GOAL OF THE EXERCISE. This exercise asks for every line of the material that contains the word "white".

INFORMATION PROVIDED.
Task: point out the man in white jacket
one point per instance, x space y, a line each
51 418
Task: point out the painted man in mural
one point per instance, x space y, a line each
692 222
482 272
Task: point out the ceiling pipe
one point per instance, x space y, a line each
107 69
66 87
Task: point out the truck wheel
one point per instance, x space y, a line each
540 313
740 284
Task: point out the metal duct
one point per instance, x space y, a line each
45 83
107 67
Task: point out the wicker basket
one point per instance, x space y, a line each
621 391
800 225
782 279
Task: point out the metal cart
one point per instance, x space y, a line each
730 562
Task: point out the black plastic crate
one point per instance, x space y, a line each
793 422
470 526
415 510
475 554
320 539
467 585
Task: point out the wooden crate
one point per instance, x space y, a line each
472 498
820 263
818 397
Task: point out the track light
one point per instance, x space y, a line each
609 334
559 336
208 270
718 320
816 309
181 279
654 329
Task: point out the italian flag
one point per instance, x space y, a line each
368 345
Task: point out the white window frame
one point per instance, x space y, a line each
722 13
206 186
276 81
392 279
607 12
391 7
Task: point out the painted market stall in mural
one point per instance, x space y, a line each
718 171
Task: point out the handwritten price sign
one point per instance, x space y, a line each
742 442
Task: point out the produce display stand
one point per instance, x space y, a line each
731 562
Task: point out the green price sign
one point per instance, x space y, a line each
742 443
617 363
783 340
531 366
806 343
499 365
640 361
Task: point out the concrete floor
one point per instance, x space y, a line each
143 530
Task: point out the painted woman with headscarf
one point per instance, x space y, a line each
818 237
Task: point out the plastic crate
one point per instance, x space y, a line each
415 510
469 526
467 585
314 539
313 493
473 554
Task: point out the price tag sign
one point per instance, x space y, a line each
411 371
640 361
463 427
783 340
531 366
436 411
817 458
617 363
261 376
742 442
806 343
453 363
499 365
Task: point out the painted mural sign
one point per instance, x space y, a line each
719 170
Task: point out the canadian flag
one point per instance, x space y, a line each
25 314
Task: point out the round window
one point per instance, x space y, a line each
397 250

RESPONSE.
Task: point out the man in white jacket
Task: point out the white window frame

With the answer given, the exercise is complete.